▶ **Requisiti del compito**
1 - Rispondi a queste domande sul testo dedicato agli esuli e alle foibe, una per riga, con le stesse lettere:
(a) Da quale confine provengono gli esuli a cui appartengono i cognomi elencati?
(b) In quali due momenti avvennero le violenze di massa indicate con il termine "foibe"?
(c) Per quale nuovo potere costituivano un ostacolo le persone eliminate?
2 - Prosegui il testo sugli esuli e sulle foibe a partire dall'ultima frase riportata.

▶ **Segmento di testo**

-=-=-

Nostri concittadini di ieri e di oggi
Partire dalle persone. Tornare sempre alle persone.
Che cosa hanno in comune questi nomi? Brencich, Bucich, Chersich, Crisman, Crulcich, Curcovic, Duiz, Deling, Giachin, Giurin, Host, Jakelich, Jelich, Jurman, Laube, Legovich, Lucon, Luksich, Materglian, Mayerle, Nacinovich, Ober, Pandja, Pozan, Raccamarich, Segnan, Simcich, Sirk, Stipcevich, Tentor, Vesnaver, Viscovich… e tanti altri ancora…
Sono cognomi di cittadini del nostro territorio. Appartengono ad esuli provenienti dal confine nordorientale.
Nostri connazionali diventati nostri concittadini. Persone sfuggite a uno dei momenti più travagliati del secolo scorso, approdate qui e qui rimaste, pur coltivando un forte legame con i luoghi delle origini, dove hanno perduto affetti e relazioni, prima ancora che beni materiali.
Da un lato, le foibe; dall’altro l’esodo da est. Una forma di “pulizia etnica”. L’eliminazione di quanti costituivano un ostacolo per il nuovo potere titoista in Jugoslavia.
Ma guai a rileggere la storia con gli occhi del passato. Oggi dobbiamo rileggere quella pagina della nostra storia con maggiore serenità e adesione alla verità dei fatti per come essi sono accaduti rivolgendo la nostra attenzione soprattutto alle vittime e a quanti patirono delle ingiustizie.
Vediamo meglio. Con l’espressione “foibe” ci si riferisce alle violenze di massa, a danno principalmente, ma non esclusivamente, di italiani, avvenute in due ondate, nell’autunno del 1943 e nella primavera del 1945.

-=-=-

▶ **Estratti del dataset di annotazioni di luoghi**
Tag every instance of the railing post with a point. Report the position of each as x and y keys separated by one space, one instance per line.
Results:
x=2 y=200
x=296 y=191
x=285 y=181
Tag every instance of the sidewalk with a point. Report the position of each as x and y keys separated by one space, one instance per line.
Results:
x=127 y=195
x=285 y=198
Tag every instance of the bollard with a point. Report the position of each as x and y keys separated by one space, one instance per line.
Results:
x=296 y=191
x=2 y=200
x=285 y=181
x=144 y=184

-=-=-

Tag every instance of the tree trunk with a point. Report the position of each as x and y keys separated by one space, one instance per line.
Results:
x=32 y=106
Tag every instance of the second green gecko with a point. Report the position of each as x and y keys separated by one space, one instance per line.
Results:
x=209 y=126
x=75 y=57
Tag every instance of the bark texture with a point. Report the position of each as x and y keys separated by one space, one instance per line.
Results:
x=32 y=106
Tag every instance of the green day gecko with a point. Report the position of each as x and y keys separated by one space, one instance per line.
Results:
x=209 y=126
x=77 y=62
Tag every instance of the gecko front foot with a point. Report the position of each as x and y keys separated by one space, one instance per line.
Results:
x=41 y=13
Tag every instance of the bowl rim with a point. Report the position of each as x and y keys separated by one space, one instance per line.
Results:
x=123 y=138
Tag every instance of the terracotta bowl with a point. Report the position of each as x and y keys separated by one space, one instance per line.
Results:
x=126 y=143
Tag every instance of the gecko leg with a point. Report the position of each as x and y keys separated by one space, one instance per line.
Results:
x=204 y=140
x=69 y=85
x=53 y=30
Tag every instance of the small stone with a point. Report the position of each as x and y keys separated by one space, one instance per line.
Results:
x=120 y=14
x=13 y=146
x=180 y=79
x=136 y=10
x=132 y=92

-=-=-

▶ **Risposte in ordine**
1 -
(a) Dal confine nordorientale.
(b) Nell'autunno del 1943 e nella primavera del 1945.
(c) Per il nuovo potere titoista in Jugoslavia.

2 -
Contestualmente e successivamente si verificò l’esodo di centinaia di migliaia di persone, un fenomeno protratto nel tempo, concentrato dal 1944 al 1956, ma con alcune partenze prima e dopo tali date. Un esodo non di tutta la popolazione residente nell’area – e cioè i territori già facenti parte dell’Italia durante il regime fascista e, a diverso titolo, passati sotto il controllo jugoslavo – ma soprattutto di una componente nazionale, quella italiana.
Nel riconsiderare quei fatti con animo sgombro da pregiudizi, è giusto ricordare che le violenze tra il 1943 e il 1945 costituiscono anche una reazione a quelle legate alla presa del potere fascista e alla politica di occupazione. Ciò non giustifica, aiuta a capire meglio quel che è accaduto.
Mai trascurare che dalle macerie della seconda guerra è nata guerra fredda: l’Europa spaccata in due blocchi contrapposti. Trieste tornata definitivamente all’Italia solo il 26 ottobre 1954.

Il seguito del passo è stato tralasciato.